El Real Madrid jugó con soltura en el partido de ida, disputado en el Bernabéu. La sensación de no tener nada que perder estaba presente. Pocos confiaban en una victoria blanca ante el todopoderoso United de Yorke y Beckham, así que el Madrid se soltó la melena y durante muchos momentos dominó a los ingleses, que quizás se vieron algo sorprendidos por el repentino potencial blanco. Incluso, el empate sin goles parecía poco premio para el Madrid, aunque dejaba todavía muy factible el pase a las semifinales.

Eso sí, el miedo escénico que daba Old Trafford por aquel entonces es comparable al del Bernabéu en los 80. Ferguson tenía blindado su estadio, el campo del mejor equipo de Europa del momento, y llegar a su casa daba cierto pánico a cualquier rival. Aun así, el partido de vuelta empezó con cierta ventaja para el Real Madrid con la baja de Mark Bosnich, el portero australiano que reemplazó a Peter Schmeichel en la portería del United. Raimond van der Gouw, muy a su pesar, no daba la misma confianza. La ausencia del cancerbero la compensaba con creces la calidad del resto de la plantilla.

PREGUNTAS =
- 1) Enumera todos los futbolistas que el texto sobre el Real Madrid y el United cita por su nombre.
- 2) Transcribe del texto sobre el Real Madrid y el United el fragmento que va desde "Eso sí, el miedo" hasta "de la plantilla.".
- 3) Prolonga el texto sobre el Real Madrid y el United a partir de su última oración.
Este material procede de una fuente distinta a la del texto.

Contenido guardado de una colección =
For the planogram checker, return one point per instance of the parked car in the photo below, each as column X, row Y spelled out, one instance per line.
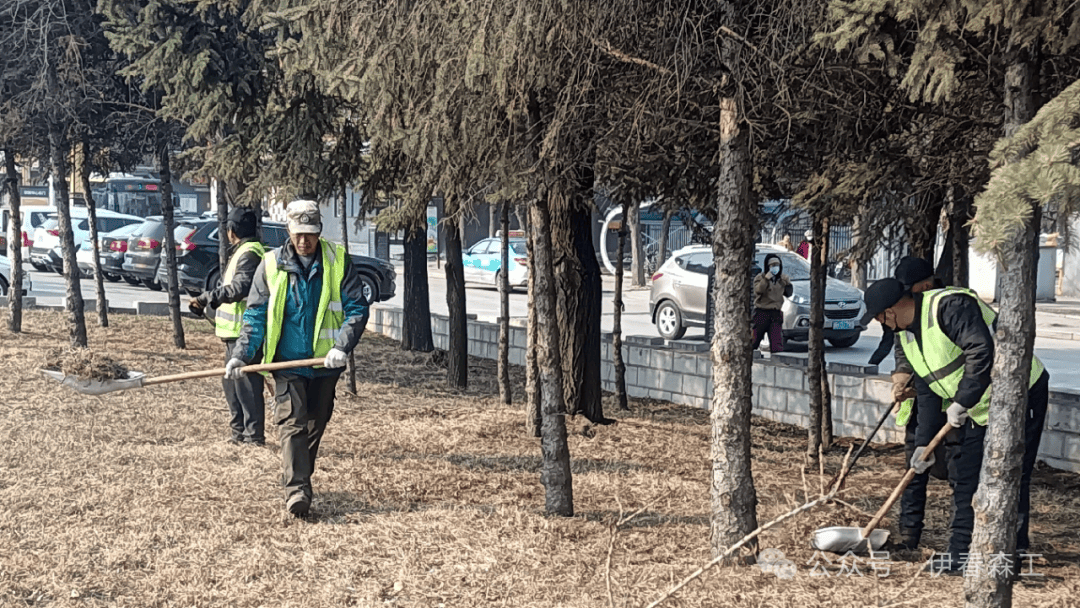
column 677, row 299
column 32, row 217
column 111, row 247
column 198, row 267
column 5, row 278
column 483, row 262
column 45, row 247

RESPUESTAS POR TAREA =
- 1) Yorke, Beckham, Mark Bosnich, Peter Schmeichel, Raimond van der Gouw

- 2)
Eso sí, el miedo escénico que daba Old Trafford por aquel entonces es comparable al del Bernabéu en los 80. Ferguson tenía blindado su estadio, el campo del mejor equipo de Europa del momento, y llegar a su casa daba cierto pánico a cualquier rival. Aun así, el partido de vuelta empezó con cierta ventaja para el Real Madrid con la baja de Mark Bosnich, el portero australiano que reemplazó a Peter Schmeichel en la portería del United. Raimond van der Gouw, muy a su pesar, no daba la misma confianza. La ausencia del cancerbero la compensaba con creces la calidad del resto de la plantilla.

- 3)
El partido comenzó con un Real Madrid sólido y muy metido en el partido. Resultaba agresivo por las bandas con McManaman y Savio, mientras que no sufría en exceso con la poblada defensa. Mediada la primera parte, la eliminatoria se puso muy de cara con el autogol de Roy Keane, que mandó el balón al fondo de su portería mientras Van der Gouw le decía: “Estaba yo para cogerla”. Ese tanto encabritó al United. Scholes se echó el equipo a la espalda y generó varias ocasiones de gol en lo que fue el inicio de la beatificación de Iker Casillas. El Madrid aguantó hasta el descanso con la ventaja en el marcador. Ni Yorke, ni Cole, ni Beckham estaban acertados y los blancos decidieron seguir cerrándose atrás y apostarlo todo al contragolpe. El 0-2 llegó de esa manera. Morientes sirvió a Raúl, que subía por el centro del campo. El ‘7’ encaró a Silvestre y el francés reculaba, reculaba, reculaba… hasta que la pierna torcida buena de Raúl, la izquierda, puso una rosca al palo largo de Van der Gouw, inalcanzable. El Teatro de los Sueños sucumbió en el silencio.

Y del silencio pasaron a la admiración contenida cuando Redondo se inventó aquel mítico regate sobre Henning Berg, ese taconazo en forma de autopase que rompió las cervicales al noruego y dejó solo al argentino para habilitar a Raúl. El 0-3 era la herida mortal. Aunque moribundo, el United sacó fuerzas de dentro para marcar dos goles, uno de ellos un golazo monumental de Beckham. Los blancos, aquel día de negro, abandonaron Old Trafford entre los aplausos del impresionado público inglés en dirección a una Copa de Europa que viviría otro mítico episodio ante el Bayern, en la eliminatoria que sirvió para que Anelka justificara buena parte de lo pagado por él. Después, el Valencia del Piojo López no pudo evitar la victoria blanca en la final de París.

* Jesús Garrido es periodista.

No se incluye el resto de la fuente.